> **Data to use**

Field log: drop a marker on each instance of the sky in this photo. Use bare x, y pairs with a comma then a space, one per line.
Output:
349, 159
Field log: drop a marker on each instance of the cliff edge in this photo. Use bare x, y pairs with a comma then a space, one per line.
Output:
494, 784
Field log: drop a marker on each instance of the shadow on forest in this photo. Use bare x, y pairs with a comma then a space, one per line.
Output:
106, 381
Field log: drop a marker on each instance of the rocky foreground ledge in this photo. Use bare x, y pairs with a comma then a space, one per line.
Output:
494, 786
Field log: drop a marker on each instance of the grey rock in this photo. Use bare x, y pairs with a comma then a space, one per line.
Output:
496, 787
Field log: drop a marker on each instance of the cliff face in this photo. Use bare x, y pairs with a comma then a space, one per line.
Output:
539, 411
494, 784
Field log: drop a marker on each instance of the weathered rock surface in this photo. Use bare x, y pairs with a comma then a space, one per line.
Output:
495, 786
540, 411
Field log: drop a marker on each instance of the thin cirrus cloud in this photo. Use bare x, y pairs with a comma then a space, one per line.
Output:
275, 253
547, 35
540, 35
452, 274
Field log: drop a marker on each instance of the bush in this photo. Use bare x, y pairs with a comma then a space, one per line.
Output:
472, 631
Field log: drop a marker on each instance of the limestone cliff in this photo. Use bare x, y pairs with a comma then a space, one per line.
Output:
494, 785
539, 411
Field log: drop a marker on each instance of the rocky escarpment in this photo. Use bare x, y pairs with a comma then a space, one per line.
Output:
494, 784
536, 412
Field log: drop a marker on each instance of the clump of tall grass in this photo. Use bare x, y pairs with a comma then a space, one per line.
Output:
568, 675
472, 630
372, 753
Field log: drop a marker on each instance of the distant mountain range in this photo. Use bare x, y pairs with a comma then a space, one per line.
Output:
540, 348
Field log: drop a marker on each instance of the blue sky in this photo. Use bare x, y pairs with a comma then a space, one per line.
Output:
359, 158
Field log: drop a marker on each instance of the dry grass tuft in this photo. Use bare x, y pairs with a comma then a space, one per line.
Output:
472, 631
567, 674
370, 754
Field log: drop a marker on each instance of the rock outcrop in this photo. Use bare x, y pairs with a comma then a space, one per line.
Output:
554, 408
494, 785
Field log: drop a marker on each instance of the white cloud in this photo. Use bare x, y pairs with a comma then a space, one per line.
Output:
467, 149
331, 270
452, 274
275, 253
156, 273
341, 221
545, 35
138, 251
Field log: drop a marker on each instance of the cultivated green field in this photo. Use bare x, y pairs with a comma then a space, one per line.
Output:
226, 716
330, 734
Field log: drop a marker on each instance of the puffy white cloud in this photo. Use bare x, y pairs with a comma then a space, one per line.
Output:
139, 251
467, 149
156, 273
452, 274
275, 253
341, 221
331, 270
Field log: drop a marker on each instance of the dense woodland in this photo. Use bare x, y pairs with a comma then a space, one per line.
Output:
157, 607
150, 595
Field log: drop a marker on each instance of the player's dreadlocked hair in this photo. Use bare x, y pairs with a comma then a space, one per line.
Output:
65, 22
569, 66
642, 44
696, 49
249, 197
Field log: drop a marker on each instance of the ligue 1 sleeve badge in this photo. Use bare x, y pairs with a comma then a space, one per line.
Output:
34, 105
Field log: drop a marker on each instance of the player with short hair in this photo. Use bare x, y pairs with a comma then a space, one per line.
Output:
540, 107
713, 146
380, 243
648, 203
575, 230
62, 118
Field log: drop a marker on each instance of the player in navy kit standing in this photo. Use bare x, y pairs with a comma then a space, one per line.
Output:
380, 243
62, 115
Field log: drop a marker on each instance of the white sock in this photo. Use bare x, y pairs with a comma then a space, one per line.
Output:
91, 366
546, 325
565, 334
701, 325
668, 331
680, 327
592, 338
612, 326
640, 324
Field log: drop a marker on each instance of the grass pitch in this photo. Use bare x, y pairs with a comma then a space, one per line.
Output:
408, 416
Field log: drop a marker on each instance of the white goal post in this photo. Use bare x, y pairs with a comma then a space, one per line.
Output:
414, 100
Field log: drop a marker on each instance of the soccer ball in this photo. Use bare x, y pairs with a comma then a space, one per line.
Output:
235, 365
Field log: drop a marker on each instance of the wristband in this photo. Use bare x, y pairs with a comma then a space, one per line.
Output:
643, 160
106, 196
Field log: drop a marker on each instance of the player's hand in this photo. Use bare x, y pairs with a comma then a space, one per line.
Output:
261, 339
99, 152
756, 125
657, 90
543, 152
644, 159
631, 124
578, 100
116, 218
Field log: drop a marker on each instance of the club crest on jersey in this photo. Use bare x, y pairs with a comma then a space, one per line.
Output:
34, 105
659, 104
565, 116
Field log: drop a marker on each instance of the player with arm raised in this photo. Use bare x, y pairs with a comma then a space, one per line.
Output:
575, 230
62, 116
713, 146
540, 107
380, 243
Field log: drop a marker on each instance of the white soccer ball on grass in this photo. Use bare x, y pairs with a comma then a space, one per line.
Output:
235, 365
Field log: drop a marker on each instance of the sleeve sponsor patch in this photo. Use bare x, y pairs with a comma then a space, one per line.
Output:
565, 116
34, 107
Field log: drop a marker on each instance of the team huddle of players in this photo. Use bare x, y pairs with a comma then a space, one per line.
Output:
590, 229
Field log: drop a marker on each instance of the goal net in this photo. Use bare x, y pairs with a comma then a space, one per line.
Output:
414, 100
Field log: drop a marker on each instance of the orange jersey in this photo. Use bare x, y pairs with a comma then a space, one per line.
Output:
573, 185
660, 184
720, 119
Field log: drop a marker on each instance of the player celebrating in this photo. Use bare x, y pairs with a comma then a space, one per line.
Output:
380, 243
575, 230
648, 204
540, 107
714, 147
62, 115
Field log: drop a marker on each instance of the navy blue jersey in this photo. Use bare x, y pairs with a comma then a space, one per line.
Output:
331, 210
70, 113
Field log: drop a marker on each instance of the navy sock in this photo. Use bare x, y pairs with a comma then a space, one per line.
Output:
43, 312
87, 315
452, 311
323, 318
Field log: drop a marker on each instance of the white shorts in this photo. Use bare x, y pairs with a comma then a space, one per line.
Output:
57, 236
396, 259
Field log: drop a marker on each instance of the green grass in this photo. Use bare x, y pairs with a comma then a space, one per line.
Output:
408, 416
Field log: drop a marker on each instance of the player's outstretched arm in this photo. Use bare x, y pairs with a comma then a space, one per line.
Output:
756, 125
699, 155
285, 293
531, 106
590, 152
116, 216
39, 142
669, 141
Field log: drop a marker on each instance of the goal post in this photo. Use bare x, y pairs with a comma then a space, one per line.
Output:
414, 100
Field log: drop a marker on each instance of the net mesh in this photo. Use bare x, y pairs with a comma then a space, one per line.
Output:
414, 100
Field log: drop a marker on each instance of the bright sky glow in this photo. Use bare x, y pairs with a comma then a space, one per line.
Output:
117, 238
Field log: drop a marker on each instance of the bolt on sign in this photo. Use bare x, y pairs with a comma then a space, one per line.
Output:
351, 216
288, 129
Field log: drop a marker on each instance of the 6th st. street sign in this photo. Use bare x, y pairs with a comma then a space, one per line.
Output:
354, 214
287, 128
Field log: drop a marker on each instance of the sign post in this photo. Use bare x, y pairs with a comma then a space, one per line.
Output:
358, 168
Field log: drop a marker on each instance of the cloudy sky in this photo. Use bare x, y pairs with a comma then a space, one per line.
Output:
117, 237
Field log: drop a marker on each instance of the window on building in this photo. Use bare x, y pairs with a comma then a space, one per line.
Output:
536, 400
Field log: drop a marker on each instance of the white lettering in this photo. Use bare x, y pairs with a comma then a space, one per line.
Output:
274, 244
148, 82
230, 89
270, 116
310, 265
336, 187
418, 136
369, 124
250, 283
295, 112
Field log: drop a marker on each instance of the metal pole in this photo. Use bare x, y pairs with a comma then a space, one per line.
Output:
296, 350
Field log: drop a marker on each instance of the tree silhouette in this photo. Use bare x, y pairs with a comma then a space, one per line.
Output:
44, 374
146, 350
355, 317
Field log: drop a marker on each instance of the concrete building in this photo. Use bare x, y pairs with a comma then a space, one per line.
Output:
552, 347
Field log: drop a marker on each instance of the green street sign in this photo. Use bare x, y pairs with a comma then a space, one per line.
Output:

> **Problem to work on**
Review the material and copy each line in which the word "cliff" appears.

> **Result of this task**
Field log: drop a marker on each instance of the cliff edge in this photo. Use bare x, y pairs with a comma then a space, one per line.
Field log: drop a marker on each instance of the cliff face in this photo. Use bare x, y pairs with a comma then a space, one per line.
Field log: drop a marker on each instance of the limestone cliff in this photo. Use bare x, y pairs with a comma then a space, one per line.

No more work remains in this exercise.